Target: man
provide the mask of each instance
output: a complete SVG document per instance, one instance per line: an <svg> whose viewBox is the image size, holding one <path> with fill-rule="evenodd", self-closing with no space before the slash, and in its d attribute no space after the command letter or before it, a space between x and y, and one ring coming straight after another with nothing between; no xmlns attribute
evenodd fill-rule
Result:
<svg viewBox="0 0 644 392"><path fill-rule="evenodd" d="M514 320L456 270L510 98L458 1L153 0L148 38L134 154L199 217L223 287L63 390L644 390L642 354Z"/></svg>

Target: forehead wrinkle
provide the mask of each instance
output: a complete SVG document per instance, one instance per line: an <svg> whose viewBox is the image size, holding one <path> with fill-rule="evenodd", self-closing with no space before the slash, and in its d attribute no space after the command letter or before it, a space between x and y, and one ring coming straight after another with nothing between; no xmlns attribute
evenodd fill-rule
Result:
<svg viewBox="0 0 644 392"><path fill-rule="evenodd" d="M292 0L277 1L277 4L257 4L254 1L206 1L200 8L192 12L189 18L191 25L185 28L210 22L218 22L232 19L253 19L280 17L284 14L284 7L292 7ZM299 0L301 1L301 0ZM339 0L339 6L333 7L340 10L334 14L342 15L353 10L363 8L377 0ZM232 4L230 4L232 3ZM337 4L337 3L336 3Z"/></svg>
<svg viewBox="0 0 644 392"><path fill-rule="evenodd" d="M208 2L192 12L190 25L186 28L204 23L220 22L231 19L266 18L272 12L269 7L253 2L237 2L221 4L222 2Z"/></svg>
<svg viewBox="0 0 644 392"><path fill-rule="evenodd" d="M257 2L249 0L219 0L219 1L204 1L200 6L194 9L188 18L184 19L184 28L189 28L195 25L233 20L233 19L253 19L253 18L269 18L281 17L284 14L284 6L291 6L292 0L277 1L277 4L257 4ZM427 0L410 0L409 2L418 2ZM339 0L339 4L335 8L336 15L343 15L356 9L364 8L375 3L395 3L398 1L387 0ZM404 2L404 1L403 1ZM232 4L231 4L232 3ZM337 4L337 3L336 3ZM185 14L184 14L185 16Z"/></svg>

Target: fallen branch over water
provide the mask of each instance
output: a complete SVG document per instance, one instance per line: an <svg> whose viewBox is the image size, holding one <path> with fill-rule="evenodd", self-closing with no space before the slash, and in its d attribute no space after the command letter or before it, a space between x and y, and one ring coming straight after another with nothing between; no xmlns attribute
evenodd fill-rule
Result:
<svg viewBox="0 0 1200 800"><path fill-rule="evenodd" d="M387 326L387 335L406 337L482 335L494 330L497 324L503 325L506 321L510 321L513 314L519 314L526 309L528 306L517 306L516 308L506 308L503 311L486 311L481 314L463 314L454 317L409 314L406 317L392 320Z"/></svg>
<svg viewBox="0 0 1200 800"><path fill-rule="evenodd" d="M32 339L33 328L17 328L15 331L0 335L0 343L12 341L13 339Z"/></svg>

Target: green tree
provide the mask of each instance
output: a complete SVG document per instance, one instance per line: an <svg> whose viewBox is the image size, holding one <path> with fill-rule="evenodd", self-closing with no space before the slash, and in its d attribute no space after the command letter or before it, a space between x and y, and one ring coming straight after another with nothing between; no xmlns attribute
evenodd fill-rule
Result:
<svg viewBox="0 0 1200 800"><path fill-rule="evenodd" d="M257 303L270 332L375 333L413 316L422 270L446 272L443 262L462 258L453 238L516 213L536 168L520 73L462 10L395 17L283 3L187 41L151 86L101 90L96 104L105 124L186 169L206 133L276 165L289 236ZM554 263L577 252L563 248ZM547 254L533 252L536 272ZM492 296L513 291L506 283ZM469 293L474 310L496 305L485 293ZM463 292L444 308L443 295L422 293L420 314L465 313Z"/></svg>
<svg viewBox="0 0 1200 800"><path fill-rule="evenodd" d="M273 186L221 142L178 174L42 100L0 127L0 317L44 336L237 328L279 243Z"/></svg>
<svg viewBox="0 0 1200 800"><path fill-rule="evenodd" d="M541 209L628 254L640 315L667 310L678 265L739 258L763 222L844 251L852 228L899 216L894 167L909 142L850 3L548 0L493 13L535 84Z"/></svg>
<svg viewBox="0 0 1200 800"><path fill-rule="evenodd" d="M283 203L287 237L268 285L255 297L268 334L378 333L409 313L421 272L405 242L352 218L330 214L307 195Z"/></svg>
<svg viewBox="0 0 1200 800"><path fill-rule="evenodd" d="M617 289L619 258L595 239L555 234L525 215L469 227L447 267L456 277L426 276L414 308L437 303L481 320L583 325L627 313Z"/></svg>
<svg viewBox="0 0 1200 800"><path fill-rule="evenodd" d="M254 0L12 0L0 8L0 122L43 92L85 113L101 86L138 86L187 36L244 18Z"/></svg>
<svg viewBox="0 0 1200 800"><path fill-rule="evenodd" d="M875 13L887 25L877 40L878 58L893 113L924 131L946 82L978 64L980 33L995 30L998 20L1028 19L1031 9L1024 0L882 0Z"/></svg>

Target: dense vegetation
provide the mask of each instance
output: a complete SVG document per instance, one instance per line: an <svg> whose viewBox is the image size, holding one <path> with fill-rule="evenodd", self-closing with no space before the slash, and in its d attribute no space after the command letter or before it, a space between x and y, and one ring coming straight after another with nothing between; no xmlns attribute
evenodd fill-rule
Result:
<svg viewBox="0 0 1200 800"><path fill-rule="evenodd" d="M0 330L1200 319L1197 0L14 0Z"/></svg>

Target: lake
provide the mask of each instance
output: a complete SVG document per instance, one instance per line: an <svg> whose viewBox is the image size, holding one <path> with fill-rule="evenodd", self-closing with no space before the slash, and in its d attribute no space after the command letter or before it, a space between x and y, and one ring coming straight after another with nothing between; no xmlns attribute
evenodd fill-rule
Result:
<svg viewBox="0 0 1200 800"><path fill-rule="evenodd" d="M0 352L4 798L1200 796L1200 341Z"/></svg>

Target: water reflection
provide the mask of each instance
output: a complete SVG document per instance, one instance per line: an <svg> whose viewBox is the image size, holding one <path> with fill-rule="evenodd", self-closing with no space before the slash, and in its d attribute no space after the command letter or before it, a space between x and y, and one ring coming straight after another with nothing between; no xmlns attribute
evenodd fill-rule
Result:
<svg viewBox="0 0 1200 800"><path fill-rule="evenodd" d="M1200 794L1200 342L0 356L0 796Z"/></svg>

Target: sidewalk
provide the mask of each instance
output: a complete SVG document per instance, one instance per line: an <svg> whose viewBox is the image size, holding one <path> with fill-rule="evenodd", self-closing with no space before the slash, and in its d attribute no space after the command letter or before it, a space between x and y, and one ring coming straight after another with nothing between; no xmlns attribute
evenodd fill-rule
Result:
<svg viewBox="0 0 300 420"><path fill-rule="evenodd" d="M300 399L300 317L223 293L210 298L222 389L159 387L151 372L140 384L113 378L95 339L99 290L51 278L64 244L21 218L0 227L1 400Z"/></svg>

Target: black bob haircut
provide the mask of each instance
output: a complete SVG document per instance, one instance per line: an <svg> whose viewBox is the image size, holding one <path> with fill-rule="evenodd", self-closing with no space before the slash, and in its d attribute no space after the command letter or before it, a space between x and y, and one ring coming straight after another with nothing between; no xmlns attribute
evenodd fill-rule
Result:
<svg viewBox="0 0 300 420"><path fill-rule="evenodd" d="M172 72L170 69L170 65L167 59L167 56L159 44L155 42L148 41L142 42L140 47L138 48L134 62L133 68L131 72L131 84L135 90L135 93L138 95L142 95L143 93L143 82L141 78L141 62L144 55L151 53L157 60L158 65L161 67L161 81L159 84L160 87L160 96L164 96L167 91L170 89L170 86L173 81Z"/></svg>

=== Problem statement ===
Each of the records is to be written out again exactly.

=== Exercise result ===
Target: man
provide the mask of each instance
output: a complete SVG document per instance, one instance per line: an <svg> whose viewBox is the image size, holding one <path> with fill-rule="evenodd", self-closing with no space before the slash, and in its d attribute no space after the command letter or before it, a space between x and y, and one ring coming straight after another with nothing between; no xmlns attribute
evenodd fill-rule
Result:
<svg viewBox="0 0 644 392"><path fill-rule="evenodd" d="M514 320L456 270L510 98L458 1L153 0L148 38L134 154L199 217L223 287L63 390L644 390L642 354Z"/></svg>

Target: forehead wrinkle
provide the mask of each instance
output: a complete SVG document per instance, one instance per line: an <svg> whose viewBox is the image size, holding one <path> with fill-rule="evenodd", self-closing with no space before the slash, and in its d attribute no space after the command letter or before it, a space between x and y, and one ring coming straight after another with nothing between; no xmlns attribute
evenodd fill-rule
Result:
<svg viewBox="0 0 644 392"><path fill-rule="evenodd" d="M292 0L277 1L277 4L257 4L254 1L206 1L200 8L192 12L189 18L191 25L185 28L210 22L218 22L232 19L253 19L280 17L284 14L284 7L292 7ZM299 0L301 1L301 0ZM339 0L339 6L333 7L340 10L334 14L342 15L353 10L363 8L377 0ZM232 4L230 4L232 3ZM337 4L337 3L336 3Z"/></svg>
<svg viewBox="0 0 644 392"><path fill-rule="evenodd" d="M208 2L192 12L190 25L186 28L204 23L220 22L231 19L266 18L272 12L269 7L253 2L237 2L221 4L222 2Z"/></svg>
<svg viewBox="0 0 644 392"><path fill-rule="evenodd" d="M257 2L249 0L219 0L219 1L204 1L200 6L194 9L188 18L184 19L184 28L189 28L195 25L233 20L233 19L253 19L253 18L269 18L281 17L284 14L284 6L291 6L292 0L277 1L277 4L257 4ZM427 0L410 0L409 2L418 2ZM339 0L339 4L335 8L336 15L343 15L356 9L364 8L375 3L395 3L398 1L387 0ZM404 2L404 1L403 1ZM232 4L231 4L232 3ZM337 4L337 3L336 3ZM185 14L184 14L185 16Z"/></svg>

Target: fallen branch over water
provide the mask of each instance
output: a complete SVG document per instance, one instance per line: an <svg> whose viewBox is the image size, holding one <path> with fill-rule="evenodd", self-closing with no space before the slash, and in its d attribute no space after the command letter or before it, a space between x and y, and one ring coming straight after another with nothing between; no xmlns attribute
evenodd fill-rule
Result:
<svg viewBox="0 0 1200 800"><path fill-rule="evenodd" d="M387 326L387 335L406 337L482 335L494 330L497 324L503 325L506 321L510 321L513 314L519 314L526 309L528 306L517 306L516 308L506 308L503 311L486 311L481 314L463 314L454 317L409 314L406 317L392 320Z"/></svg>
<svg viewBox="0 0 1200 800"><path fill-rule="evenodd" d="M32 339L33 328L17 328L15 331L0 335L0 343L12 341L13 339Z"/></svg>

Target: green tree
provide the mask of each instance
output: a complete SVG document per instance, one instance per line: an <svg> whose viewBox is the image size, holding one <path> with fill-rule="evenodd", self-closing with no space before the slash, and in its d attribute no space after the command letter or before it, a space between x and y, and one ring coming straight after another with nothing between; no xmlns attribute
evenodd fill-rule
Result:
<svg viewBox="0 0 1200 800"><path fill-rule="evenodd" d="M257 303L270 332L375 333L413 316L422 270L446 272L443 262L462 258L453 238L516 213L536 168L520 73L462 10L395 17L283 3L187 41L151 86L101 90L96 104L105 124L186 169L206 133L276 165L289 236ZM554 263L577 252L563 248ZM547 254L533 252L536 272ZM492 296L513 291L506 283ZM469 293L474 310L496 305L485 293ZM463 292L444 308L443 295L422 293L420 314L465 313Z"/></svg>
<svg viewBox="0 0 1200 800"><path fill-rule="evenodd" d="M273 186L221 142L178 174L42 100L0 127L0 317L44 336L237 328L279 243Z"/></svg>
<svg viewBox="0 0 1200 800"><path fill-rule="evenodd" d="M541 209L628 254L640 315L667 310L678 265L739 258L763 222L844 251L852 228L899 216L894 167L909 142L850 3L548 0L493 13L535 84Z"/></svg>
<svg viewBox="0 0 1200 800"><path fill-rule="evenodd" d="M283 203L287 237L268 285L255 297L268 334L378 333L409 313L421 272L405 242L352 218L330 214L307 195Z"/></svg>
<svg viewBox="0 0 1200 800"><path fill-rule="evenodd" d="M617 289L619 258L595 239L555 234L525 215L469 227L447 267L456 277L426 276L414 308L437 303L481 320L583 325L627 313Z"/></svg>
<svg viewBox="0 0 1200 800"><path fill-rule="evenodd" d="M254 0L12 0L0 8L0 122L43 92L85 113L101 86L138 86L187 36L244 18Z"/></svg>
<svg viewBox="0 0 1200 800"><path fill-rule="evenodd" d="M875 13L887 25L877 40L878 58L893 113L924 131L946 82L978 64L980 33L995 30L998 20L1028 19L1031 9L1024 0L882 0Z"/></svg>

Target: dense vegetation
provide the mask of each instance
output: a complete SVG document per instance, one instance per line: an <svg> whose viewBox is the image size, holding one <path> with fill-rule="evenodd", self-closing with no space before the slash, and in its d attribute no space after the command letter or before it, a space between x and y, and one ring coming straight after another with nothing between; no xmlns attribute
evenodd fill-rule
Result:
<svg viewBox="0 0 1200 800"><path fill-rule="evenodd" d="M0 330L1200 319L1197 0L14 0Z"/></svg>

Target: lake
provide the mask of each instance
output: a complete SVG document per instance, one instance per line: an <svg> whose viewBox is the image size, holding one <path> with fill-rule="evenodd", self-closing with no space before the slash, and in its d attribute no space after the command letter or before it, a space between x and y, and one ring coming straight after another with nothing between; no xmlns attribute
evenodd fill-rule
Result:
<svg viewBox="0 0 1200 800"><path fill-rule="evenodd" d="M0 352L4 798L1200 796L1200 341Z"/></svg>

Target: water reflection
provide the mask of each instance
output: a complete SVG document per instance, one instance per line: an <svg> whose viewBox is the image size, holding one <path> with fill-rule="evenodd", self-closing with no space before the slash, and in its d attribute no space after the command letter or before it, a space between x and y, and one ring coming straight after another with nothing between; no xmlns attribute
evenodd fill-rule
Result:
<svg viewBox="0 0 1200 800"><path fill-rule="evenodd" d="M1200 794L1200 342L0 356L0 796Z"/></svg>

Target: sidewalk
provide the mask of each instance
output: a complete SVG document per instance, one instance per line: an <svg> whose viewBox is the image size, holding one <path> with fill-rule="evenodd", self-closing with no space before the slash, and in its d attribute no space after the command letter or before it, a space between x and y, and one ring coming straight after another with nothing between; no xmlns attribute
evenodd fill-rule
Result:
<svg viewBox="0 0 300 420"><path fill-rule="evenodd" d="M300 399L300 317L223 293L210 298L222 389L159 387L151 372L140 384L113 378L95 339L99 290L51 278L64 244L21 218L0 227L1 400Z"/></svg>

Target: black bob haircut
provide the mask of each instance
output: a complete SVG document per instance, one instance per line: an <svg> whose viewBox is the image size, holding one <path> with fill-rule="evenodd", self-closing with no space before the slash, and in its d attribute no space after the command letter or before it, a space between x and y, and one ring coming straight after another with nothing between; no xmlns attribute
evenodd fill-rule
Result:
<svg viewBox="0 0 300 420"><path fill-rule="evenodd" d="M172 72L170 69L170 65L167 59L167 56L159 44L155 42L148 41L142 42L140 47L138 48L134 62L133 68L131 72L131 84L135 90L135 93L138 95L142 95L143 93L143 82L141 78L141 62L144 55L151 53L157 60L158 65L161 67L161 81L159 84L160 87L160 96L164 96L167 91L170 89L170 86L173 81Z"/></svg>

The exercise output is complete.